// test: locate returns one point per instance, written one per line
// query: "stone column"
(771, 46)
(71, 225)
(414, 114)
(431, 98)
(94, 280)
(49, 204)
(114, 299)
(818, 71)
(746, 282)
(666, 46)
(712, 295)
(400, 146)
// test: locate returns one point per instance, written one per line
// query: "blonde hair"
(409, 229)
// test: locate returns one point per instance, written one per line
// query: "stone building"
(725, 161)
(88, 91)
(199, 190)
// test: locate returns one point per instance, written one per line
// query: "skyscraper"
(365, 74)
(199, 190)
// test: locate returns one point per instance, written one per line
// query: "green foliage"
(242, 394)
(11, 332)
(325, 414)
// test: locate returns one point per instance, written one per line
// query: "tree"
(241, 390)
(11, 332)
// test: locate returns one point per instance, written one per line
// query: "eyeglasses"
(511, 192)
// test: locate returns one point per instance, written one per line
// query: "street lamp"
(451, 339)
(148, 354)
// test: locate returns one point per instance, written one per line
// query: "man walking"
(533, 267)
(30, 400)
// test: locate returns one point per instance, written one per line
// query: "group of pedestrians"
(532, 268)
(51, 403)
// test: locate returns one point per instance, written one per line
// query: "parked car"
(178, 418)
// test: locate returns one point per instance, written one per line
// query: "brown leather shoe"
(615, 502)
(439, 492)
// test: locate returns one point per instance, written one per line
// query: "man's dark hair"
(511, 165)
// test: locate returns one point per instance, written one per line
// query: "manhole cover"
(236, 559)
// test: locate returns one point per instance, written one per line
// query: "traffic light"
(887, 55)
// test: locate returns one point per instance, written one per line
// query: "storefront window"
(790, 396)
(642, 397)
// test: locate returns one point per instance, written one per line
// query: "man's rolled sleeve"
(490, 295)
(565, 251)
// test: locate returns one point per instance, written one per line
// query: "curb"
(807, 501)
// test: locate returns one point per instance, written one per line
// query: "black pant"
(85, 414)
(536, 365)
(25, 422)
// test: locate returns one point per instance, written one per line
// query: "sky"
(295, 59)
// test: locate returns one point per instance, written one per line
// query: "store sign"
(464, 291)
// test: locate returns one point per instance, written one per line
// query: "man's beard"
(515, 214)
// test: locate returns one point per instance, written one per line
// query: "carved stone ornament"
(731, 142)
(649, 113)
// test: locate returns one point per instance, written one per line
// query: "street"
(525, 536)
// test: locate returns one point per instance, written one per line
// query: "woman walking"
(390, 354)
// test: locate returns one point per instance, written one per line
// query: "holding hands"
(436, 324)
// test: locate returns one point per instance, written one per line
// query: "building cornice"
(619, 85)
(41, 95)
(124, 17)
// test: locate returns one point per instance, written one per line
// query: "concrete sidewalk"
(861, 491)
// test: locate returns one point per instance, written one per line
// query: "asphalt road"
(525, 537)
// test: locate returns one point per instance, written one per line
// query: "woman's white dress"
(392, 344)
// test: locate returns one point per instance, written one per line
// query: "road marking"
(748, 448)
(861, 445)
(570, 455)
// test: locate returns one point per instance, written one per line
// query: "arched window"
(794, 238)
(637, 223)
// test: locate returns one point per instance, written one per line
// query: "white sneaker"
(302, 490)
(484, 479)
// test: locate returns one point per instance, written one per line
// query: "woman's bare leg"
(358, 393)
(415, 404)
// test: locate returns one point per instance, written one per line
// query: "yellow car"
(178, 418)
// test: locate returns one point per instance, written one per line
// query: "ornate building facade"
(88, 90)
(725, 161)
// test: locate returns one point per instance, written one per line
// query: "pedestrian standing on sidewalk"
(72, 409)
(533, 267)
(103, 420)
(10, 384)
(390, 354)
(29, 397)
- - - -
Task goal: Your answer must be an exact transcription of all the data above.

Finished exercise:
// test: locate returns one point per instance, written one per line
// query: "stone column"
(771, 46)
(71, 225)
(414, 114)
(431, 98)
(94, 280)
(49, 204)
(114, 299)
(818, 71)
(746, 282)
(666, 46)
(712, 295)
(400, 146)
// test: locate returns one point per instance, written one per line
// query: "blonde hair"
(409, 229)
// test: locate returns one point per instance, written one per line
// query: "stone building"
(725, 161)
(88, 91)
(199, 190)
// test: locate returns one point per instance, written one per line
// query: "skyscraper"
(365, 74)
(199, 190)
// test: locate returns one point per instance, written one per line
// query: "green foliage"
(242, 394)
(11, 332)
(325, 414)
// test: locate returns one point per instance, written one per line
// query: "tree"
(241, 390)
(11, 332)
// test: locate returns one point per instance, written one per line
// query: "eyeglasses"
(511, 192)
// test: locate returns one point per instance, written one per line
// query: "street lamp"
(451, 339)
(148, 354)
// test: locate returns one point per instance, written one per line
// query: "man walking"
(533, 267)
(30, 400)
// test: locate returns one point per instance, written one per line
// query: "group of pedestrians"
(532, 268)
(51, 403)
// test: locate returns one point per instance, written one per line
// query: "parked car"
(178, 418)
// test: locate returns one point per instance, written one per line
// query: "brown leather shoe"
(615, 502)
(439, 492)
// test: locate returns one point per instance, written one per line
// query: "man's dark hair"
(511, 165)
// test: locate returns one point per instance, written one per line
// query: "manhole cover"
(236, 559)
// test: locate returns one point per instance, written one per line
// query: "traffic light"
(887, 55)
// test: locate returns one point per instance, written one per line
// query: "storefront window"
(790, 396)
(642, 397)
// test: locate returns one point per instance, written one per line
// query: "man's rolled sleeve"
(490, 295)
(565, 251)
// test: locate returns one point per instance, written one per line
// query: "curb"
(807, 501)
// test: locate returns one point per instance, written one per line
// query: "black pant"
(85, 414)
(536, 365)
(25, 422)
// test: locate returns one point per instance, written one per line
// query: "sky"
(295, 59)
// test: locate returns one point per instance, written one per line
// query: "store sign"
(464, 291)
// test: locate returns one point per instance, written one per line
// query: "man's beard"
(515, 214)
// test: locate returns one point per instance, written one per line
// query: "carved stone ornament"
(731, 142)
(649, 113)
// test: locate returns one point per instance, written one per line
// query: "street"
(525, 536)
// test: locate returns one point per instance, written one per line
// query: "woman walking"
(390, 354)
// test: locate returns one point per instance, written one per line
// query: "holding hands"
(436, 324)
// test: locate returns one point per instance, written one per line
// query: "building cornice"
(619, 85)
(41, 95)
(124, 17)
// test: locate returns one point per instance, written one per line
// query: "concrete sidewalk"
(861, 491)
// test: locate returns one point per instance, written one per line
// query: "asphalt road"
(525, 537)
// test: locate returns one point per instance, written one per line
// query: "woman's white dress"
(392, 344)
// test: locate returns one point per instance, written one per line
// query: "road marking"
(748, 448)
(861, 445)
(570, 455)
// test: locate returns one point per instance, written one per line
// query: "arched window"
(794, 238)
(637, 223)
// test: locate returns one point per instance, written one per line
// query: "white sneaker"
(302, 490)
(484, 479)
// test: locate returns one point per instance, written one per line
// query: "woman's bare leg"
(358, 393)
(415, 404)
// test: locate returns one point per instance, written one per line
// query: "yellow car"
(178, 418)
// test: locate returns one point per instance, written one per line
// query: "ornate building facade"
(88, 90)
(725, 161)
// test: locate returns one point per instance, written one per line
// query: "pedestrian standing on sidewalk"
(72, 409)
(533, 267)
(103, 420)
(10, 384)
(390, 354)
(29, 397)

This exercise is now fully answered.